┌──
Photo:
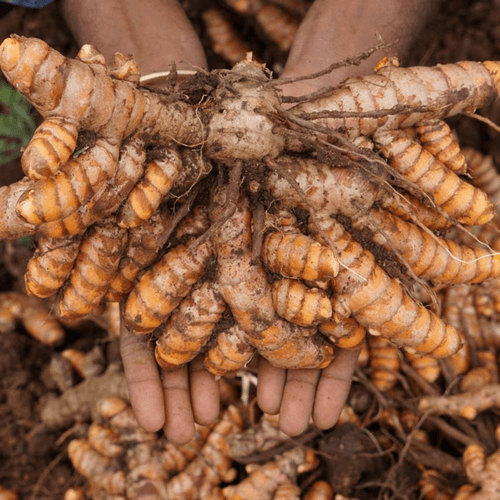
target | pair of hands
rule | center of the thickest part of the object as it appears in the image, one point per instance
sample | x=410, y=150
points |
x=189, y=394
x=331, y=31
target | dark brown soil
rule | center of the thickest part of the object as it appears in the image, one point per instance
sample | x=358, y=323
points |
x=33, y=459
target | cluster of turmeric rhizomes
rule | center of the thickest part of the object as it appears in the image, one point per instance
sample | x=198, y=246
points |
x=282, y=251
x=120, y=460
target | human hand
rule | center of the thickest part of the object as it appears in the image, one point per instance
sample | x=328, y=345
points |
x=174, y=401
x=299, y=395
x=189, y=394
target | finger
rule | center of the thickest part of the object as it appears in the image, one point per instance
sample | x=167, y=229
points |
x=179, y=421
x=204, y=393
x=270, y=387
x=143, y=380
x=333, y=388
x=298, y=400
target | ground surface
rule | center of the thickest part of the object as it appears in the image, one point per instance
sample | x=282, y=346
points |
x=33, y=459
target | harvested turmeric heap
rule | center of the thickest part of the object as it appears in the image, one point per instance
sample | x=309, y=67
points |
x=119, y=458
x=481, y=472
x=213, y=216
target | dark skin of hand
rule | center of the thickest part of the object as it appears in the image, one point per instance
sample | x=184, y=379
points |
x=176, y=400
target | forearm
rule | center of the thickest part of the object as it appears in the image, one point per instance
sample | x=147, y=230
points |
x=336, y=29
x=156, y=32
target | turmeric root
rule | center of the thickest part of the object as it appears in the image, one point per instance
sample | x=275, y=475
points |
x=241, y=127
x=457, y=198
x=368, y=294
x=51, y=265
x=265, y=480
x=466, y=405
x=231, y=352
x=482, y=471
x=33, y=314
x=432, y=258
x=384, y=363
x=159, y=176
x=160, y=289
x=190, y=327
x=95, y=266
x=299, y=304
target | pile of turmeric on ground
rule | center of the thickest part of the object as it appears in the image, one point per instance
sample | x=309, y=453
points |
x=290, y=233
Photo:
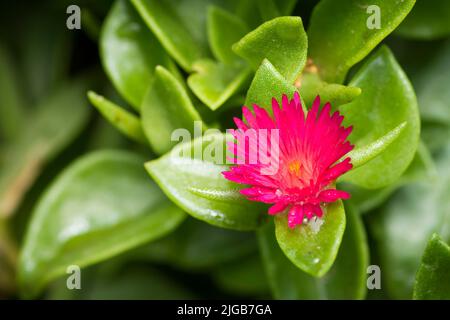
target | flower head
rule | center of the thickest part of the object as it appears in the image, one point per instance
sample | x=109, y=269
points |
x=308, y=153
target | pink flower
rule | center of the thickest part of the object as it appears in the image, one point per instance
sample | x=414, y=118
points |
x=307, y=153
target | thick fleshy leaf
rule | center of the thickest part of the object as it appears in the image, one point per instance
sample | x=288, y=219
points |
x=313, y=247
x=100, y=206
x=244, y=277
x=166, y=107
x=387, y=100
x=431, y=86
x=342, y=33
x=433, y=277
x=401, y=229
x=224, y=29
x=428, y=20
x=310, y=86
x=130, y=52
x=214, y=83
x=363, y=154
x=179, y=26
x=186, y=248
x=270, y=9
x=287, y=49
x=191, y=176
x=345, y=280
x=48, y=132
x=123, y=120
x=422, y=167
x=268, y=83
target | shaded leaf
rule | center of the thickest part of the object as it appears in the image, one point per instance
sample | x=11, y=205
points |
x=345, y=280
x=339, y=35
x=403, y=226
x=214, y=83
x=428, y=20
x=433, y=279
x=75, y=224
x=387, y=100
x=224, y=29
x=166, y=107
x=313, y=247
x=123, y=120
x=310, y=86
x=129, y=52
x=191, y=176
x=287, y=49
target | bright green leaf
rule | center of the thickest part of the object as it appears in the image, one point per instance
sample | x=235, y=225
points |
x=268, y=83
x=123, y=120
x=129, y=52
x=191, y=176
x=387, y=100
x=433, y=277
x=313, y=247
x=339, y=35
x=282, y=41
x=166, y=107
x=345, y=280
x=179, y=26
x=363, y=154
x=244, y=277
x=428, y=20
x=422, y=167
x=311, y=86
x=100, y=206
x=214, y=83
x=431, y=85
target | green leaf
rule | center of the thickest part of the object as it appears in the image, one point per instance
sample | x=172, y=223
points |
x=282, y=41
x=270, y=9
x=100, y=206
x=191, y=176
x=224, y=29
x=244, y=277
x=268, y=83
x=187, y=249
x=48, y=132
x=129, y=52
x=421, y=168
x=313, y=247
x=214, y=83
x=387, y=101
x=345, y=280
x=179, y=26
x=310, y=86
x=433, y=279
x=363, y=154
x=124, y=121
x=428, y=20
x=339, y=35
x=403, y=226
x=431, y=85
x=166, y=107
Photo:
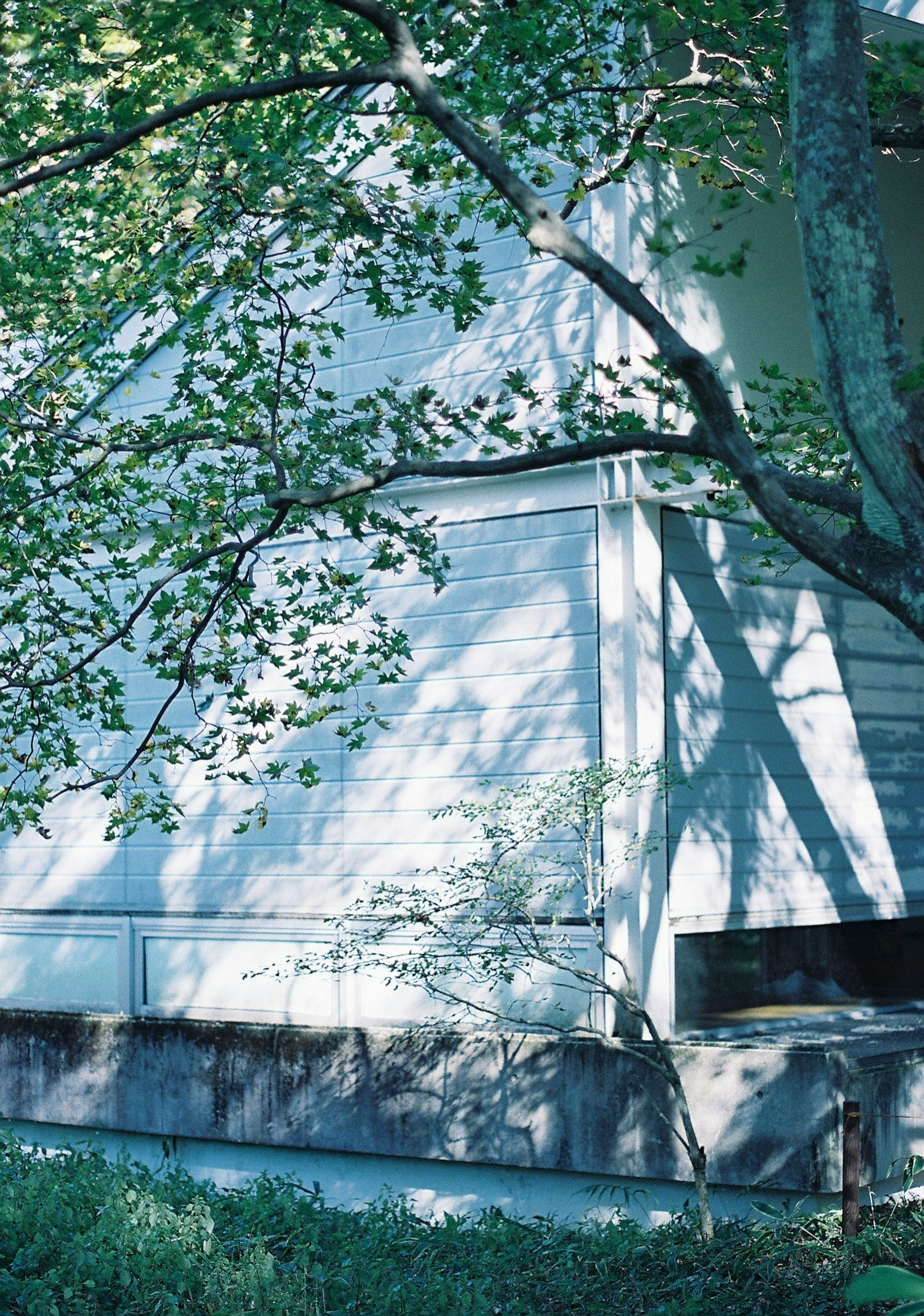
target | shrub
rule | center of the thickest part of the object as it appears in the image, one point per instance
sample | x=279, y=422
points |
x=82, y=1235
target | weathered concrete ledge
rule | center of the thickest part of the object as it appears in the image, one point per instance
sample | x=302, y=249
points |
x=767, y=1107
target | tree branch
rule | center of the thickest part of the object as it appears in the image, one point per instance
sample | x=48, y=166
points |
x=695, y=444
x=855, y=324
x=111, y=144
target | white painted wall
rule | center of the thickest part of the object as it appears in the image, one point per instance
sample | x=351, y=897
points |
x=545, y=651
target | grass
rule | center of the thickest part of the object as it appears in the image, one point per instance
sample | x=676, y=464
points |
x=83, y=1235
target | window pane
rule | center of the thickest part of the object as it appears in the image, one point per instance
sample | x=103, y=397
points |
x=734, y=977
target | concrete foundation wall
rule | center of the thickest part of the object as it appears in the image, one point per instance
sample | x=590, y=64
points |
x=768, y=1110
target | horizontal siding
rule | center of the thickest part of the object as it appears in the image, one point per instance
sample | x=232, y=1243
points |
x=503, y=685
x=797, y=707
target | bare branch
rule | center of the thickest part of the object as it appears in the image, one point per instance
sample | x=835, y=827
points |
x=694, y=444
x=112, y=144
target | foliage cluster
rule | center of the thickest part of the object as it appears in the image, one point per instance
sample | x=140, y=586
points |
x=81, y=1236
x=233, y=236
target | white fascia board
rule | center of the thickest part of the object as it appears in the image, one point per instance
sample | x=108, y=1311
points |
x=896, y=18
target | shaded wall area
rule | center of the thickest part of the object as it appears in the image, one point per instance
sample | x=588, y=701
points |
x=526, y=1101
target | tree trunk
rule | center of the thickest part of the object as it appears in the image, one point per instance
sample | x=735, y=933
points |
x=855, y=326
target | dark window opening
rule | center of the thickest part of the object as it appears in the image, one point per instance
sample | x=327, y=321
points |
x=728, y=978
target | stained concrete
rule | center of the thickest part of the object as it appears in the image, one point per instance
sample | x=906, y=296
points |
x=767, y=1107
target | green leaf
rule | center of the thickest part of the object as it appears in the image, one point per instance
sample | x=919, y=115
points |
x=886, y=1284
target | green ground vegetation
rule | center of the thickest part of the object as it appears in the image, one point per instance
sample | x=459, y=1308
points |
x=83, y=1235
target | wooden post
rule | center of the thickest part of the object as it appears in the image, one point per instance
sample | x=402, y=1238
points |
x=851, y=1180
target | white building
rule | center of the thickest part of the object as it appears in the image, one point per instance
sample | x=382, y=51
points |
x=588, y=615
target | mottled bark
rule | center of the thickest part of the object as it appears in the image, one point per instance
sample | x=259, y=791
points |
x=855, y=326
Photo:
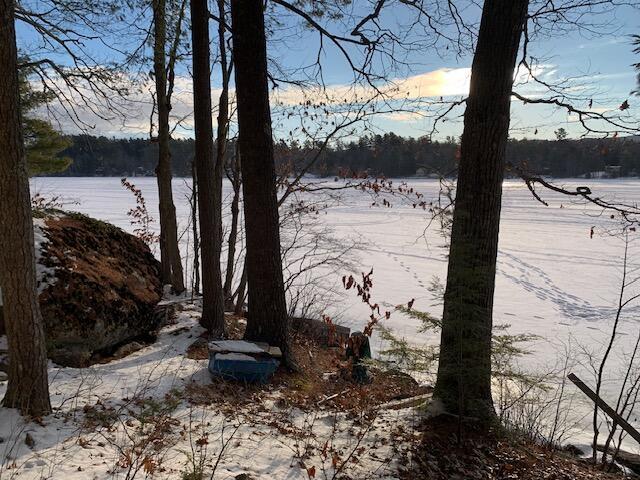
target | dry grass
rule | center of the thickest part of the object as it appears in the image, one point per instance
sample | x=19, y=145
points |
x=320, y=375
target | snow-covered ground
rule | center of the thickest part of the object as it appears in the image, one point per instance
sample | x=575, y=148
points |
x=127, y=419
x=553, y=280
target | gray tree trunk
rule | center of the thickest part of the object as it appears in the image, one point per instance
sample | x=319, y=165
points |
x=170, y=259
x=464, y=371
x=267, y=318
x=209, y=195
x=27, y=389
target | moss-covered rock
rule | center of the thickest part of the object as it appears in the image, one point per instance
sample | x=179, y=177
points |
x=98, y=288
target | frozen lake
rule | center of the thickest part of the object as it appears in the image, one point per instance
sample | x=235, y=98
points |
x=553, y=279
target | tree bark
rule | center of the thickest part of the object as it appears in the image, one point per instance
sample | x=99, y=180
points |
x=464, y=372
x=170, y=258
x=233, y=231
x=209, y=197
x=28, y=388
x=221, y=139
x=267, y=315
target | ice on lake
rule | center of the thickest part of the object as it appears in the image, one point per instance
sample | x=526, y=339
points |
x=553, y=279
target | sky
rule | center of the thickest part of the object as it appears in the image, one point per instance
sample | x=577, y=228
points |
x=591, y=67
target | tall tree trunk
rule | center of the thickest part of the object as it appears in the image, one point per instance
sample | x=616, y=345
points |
x=209, y=195
x=28, y=387
x=221, y=139
x=195, y=290
x=267, y=316
x=170, y=259
x=464, y=371
x=233, y=231
x=241, y=291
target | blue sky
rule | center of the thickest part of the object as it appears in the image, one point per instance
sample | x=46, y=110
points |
x=599, y=68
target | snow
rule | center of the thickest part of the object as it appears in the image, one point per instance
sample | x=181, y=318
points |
x=265, y=441
x=234, y=356
x=239, y=346
x=553, y=280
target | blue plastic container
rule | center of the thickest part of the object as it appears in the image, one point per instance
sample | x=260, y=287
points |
x=250, y=371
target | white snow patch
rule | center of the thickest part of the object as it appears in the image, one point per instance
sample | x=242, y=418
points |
x=45, y=276
x=238, y=346
x=265, y=442
x=234, y=356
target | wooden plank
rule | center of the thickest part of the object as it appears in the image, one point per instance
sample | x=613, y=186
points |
x=626, y=426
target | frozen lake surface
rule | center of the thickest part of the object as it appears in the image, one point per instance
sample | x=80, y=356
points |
x=553, y=279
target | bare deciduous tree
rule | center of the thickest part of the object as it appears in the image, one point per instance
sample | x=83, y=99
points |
x=28, y=389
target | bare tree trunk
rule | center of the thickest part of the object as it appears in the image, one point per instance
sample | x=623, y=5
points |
x=464, y=371
x=233, y=231
x=208, y=192
x=195, y=290
x=223, y=128
x=267, y=316
x=28, y=387
x=169, y=250
x=241, y=292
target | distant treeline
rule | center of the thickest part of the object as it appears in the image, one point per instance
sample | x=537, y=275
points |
x=389, y=155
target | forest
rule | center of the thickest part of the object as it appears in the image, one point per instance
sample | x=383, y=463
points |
x=243, y=289
x=382, y=155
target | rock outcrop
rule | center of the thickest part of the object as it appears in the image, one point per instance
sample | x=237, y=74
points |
x=98, y=287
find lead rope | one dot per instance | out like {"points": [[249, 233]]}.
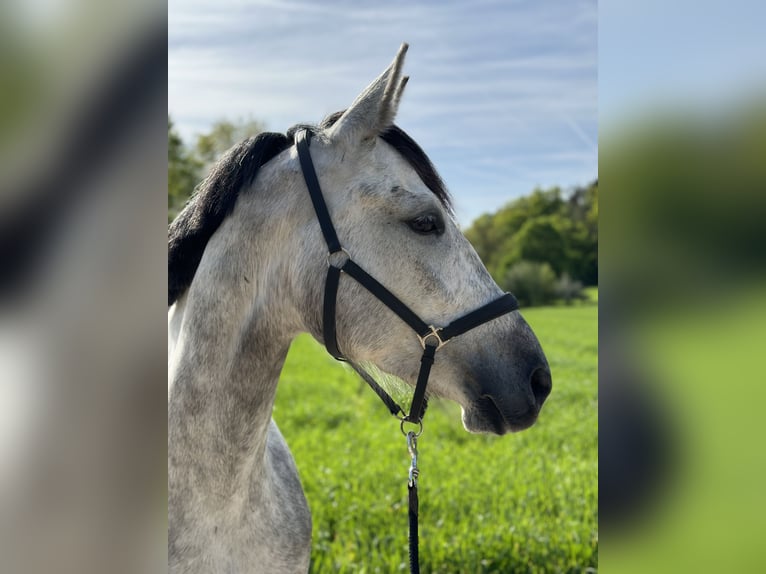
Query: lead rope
{"points": [[412, 489]]}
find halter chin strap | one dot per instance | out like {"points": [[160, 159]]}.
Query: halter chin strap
{"points": [[339, 260]]}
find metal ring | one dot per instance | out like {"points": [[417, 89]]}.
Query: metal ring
{"points": [[419, 423], [341, 250]]}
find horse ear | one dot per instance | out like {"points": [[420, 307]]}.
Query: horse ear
{"points": [[375, 108]]}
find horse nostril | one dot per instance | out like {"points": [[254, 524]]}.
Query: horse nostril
{"points": [[541, 384]]}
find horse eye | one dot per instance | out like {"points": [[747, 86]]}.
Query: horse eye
{"points": [[426, 225]]}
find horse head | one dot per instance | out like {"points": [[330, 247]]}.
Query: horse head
{"points": [[394, 217]]}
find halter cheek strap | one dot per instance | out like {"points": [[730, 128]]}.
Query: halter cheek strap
{"points": [[431, 338]]}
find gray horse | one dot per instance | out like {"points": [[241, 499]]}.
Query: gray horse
{"points": [[247, 264]]}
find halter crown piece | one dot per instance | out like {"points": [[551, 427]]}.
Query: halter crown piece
{"points": [[431, 338]]}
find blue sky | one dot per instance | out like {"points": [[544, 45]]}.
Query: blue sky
{"points": [[681, 55], [502, 94]]}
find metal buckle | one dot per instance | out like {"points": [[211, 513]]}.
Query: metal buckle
{"points": [[404, 419], [434, 333], [341, 250]]}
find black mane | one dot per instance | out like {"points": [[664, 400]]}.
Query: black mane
{"points": [[211, 204], [216, 196]]}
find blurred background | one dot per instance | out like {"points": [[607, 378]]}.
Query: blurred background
{"points": [[682, 121]]}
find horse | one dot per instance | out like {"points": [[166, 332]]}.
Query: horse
{"points": [[246, 269]]}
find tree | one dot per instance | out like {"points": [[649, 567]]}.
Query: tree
{"points": [[222, 136], [532, 283], [183, 172]]}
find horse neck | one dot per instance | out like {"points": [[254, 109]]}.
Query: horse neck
{"points": [[238, 319]]}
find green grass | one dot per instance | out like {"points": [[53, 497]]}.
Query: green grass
{"points": [[525, 502]]}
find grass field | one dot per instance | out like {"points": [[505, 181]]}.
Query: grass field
{"points": [[525, 502]]}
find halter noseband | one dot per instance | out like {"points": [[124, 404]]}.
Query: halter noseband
{"points": [[431, 338]]}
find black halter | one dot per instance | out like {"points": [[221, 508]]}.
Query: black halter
{"points": [[431, 338]]}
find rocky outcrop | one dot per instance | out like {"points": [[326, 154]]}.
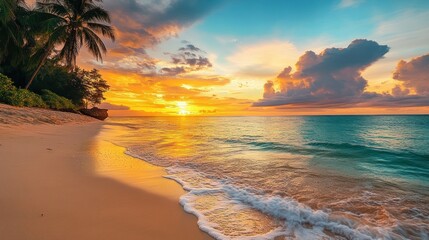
└──
WHAT YOU SHOULD DO. Please return everything from the start of the material down to the line containing "x=331, y=31", including both ends, and leave the pictures out of your answer.

EXERCISE OUTPUT.
Photo:
target | pair of hands
rule | center of the thickest part of the object as it appears in the image, one point per instance
sample | x=410, y=150
points |
x=189, y=394
x=331, y=31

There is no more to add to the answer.